[Gllug] Strange memory mapping

Nix nix at esperi.org.uk
Fri Jun 10 10:24:01 UTC 2005


On Thu, 9 Jun 2005, Richard Jones murmured woefully:
> 
> Any idea what this memory mapping is?  It appears at the end of all my
> process memory maps:
> 
> ffffe000-fffff000 ---p 00000000 00:00 0 

ldd will show you e.g.

	linux-gate.so.1 =>  (0xffffe000)
[...]

Recognise it?

It's the vsyscall area, a fake `shared library' exported to all
processes by the kernel and filled with suitable instructions to execute
each syscall, and with suitable DWARF2 exception-unwinding stuff.

It allows applications (in practice, glibc) to call syscalls by means of
an ordinary (cross-shared-object) function call, and the fastest
available method fo the platform the binary is *running* on will be
used, because that `function' is implemented by the kernel.

**Actions to take**
1. Can you write out the records word for word, starting at the line that contains "# give the mask of every instance of the lion's nose" and ending at the last line of the records?
2. Could you carry the mailing-list post about the strange memory mapping further, picking up right after its final sentence?
The mailing-list post on memory mapping and the records have nothing to do with each other.

**Data in this exercise**
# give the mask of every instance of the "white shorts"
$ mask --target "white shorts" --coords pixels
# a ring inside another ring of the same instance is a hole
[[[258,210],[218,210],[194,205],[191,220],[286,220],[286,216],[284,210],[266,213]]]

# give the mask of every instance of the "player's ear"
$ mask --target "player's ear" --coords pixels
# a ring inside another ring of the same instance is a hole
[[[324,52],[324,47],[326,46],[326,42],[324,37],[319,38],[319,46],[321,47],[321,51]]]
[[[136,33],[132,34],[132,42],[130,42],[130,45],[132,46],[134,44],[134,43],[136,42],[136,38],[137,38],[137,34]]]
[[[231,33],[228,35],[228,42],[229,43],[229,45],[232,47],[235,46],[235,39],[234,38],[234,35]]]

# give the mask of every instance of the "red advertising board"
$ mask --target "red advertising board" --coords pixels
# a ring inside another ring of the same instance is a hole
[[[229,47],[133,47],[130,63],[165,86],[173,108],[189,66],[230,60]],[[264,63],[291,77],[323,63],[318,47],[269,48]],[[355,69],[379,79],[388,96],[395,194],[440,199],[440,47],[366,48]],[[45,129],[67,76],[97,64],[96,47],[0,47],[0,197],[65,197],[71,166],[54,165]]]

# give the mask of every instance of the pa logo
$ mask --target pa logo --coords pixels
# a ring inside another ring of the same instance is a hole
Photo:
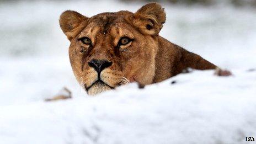
[[[254,141],[254,138],[253,137],[247,137],[246,141]]]

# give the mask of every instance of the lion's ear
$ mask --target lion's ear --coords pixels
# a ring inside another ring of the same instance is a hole
[[[72,10],[66,10],[60,17],[60,25],[68,40],[77,35],[87,25],[87,17]]]
[[[145,34],[157,35],[166,22],[166,13],[157,3],[147,4],[134,14],[134,24]]]

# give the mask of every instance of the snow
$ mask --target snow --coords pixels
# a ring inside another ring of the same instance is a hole
[[[144,89],[131,83],[97,97],[81,89],[69,63],[60,14],[66,9],[89,17],[135,12],[142,5],[0,2],[0,143],[248,143],[246,137],[255,138],[252,8],[162,3],[167,19],[161,35],[231,70],[232,76],[193,71]],[[72,92],[72,99],[44,102],[64,86]]]

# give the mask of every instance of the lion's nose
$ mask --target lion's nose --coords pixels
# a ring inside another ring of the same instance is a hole
[[[93,59],[88,62],[88,65],[90,67],[93,67],[98,73],[100,73],[104,69],[110,67],[112,65],[112,62],[105,60]]]

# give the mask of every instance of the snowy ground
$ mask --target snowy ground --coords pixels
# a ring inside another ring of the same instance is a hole
[[[88,7],[88,3],[89,6]],[[0,143],[247,143],[256,138],[256,10],[162,3],[161,35],[234,75],[193,71],[88,97],[59,28],[66,9],[135,12],[116,1],[0,3]],[[171,84],[172,81],[176,83]],[[45,103],[62,87],[74,98]]]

**Written answers**
1.
# give the mask of every instance of the lion's nose
$ mask --target lion's nose --coords pixels
# a ring inside another ring of the same instance is a hole
[[[93,59],[88,62],[88,65],[90,67],[93,67],[98,73],[100,73],[104,69],[110,67],[112,65],[112,62],[105,60]]]

# give the mask of every instance of the snowy ground
$ mask --target snowy ground --coords pixels
# a ring inside another ring of the same instance is a hole
[[[88,7],[88,3],[89,6]],[[0,143],[247,143],[256,138],[256,10],[162,3],[161,35],[234,75],[193,71],[88,97],[59,28],[66,9],[135,12],[116,1],[0,3]],[[171,84],[172,81],[176,83]],[[45,103],[62,87],[74,98]]]

2.
(This is significant because the 686 and above have a means of calling
syscalls via SYSENTER which is very much faster than the old INT 80
method.)

It's also possible for read-only data which benefits from very high
access speeds to be mapped there, e.g. data used by gettimeofday():
but I'm not aware of anything doing so yet.

See e.g. linux/arch/i386/kernel/vsyscall* for the implementation on
the kernel side.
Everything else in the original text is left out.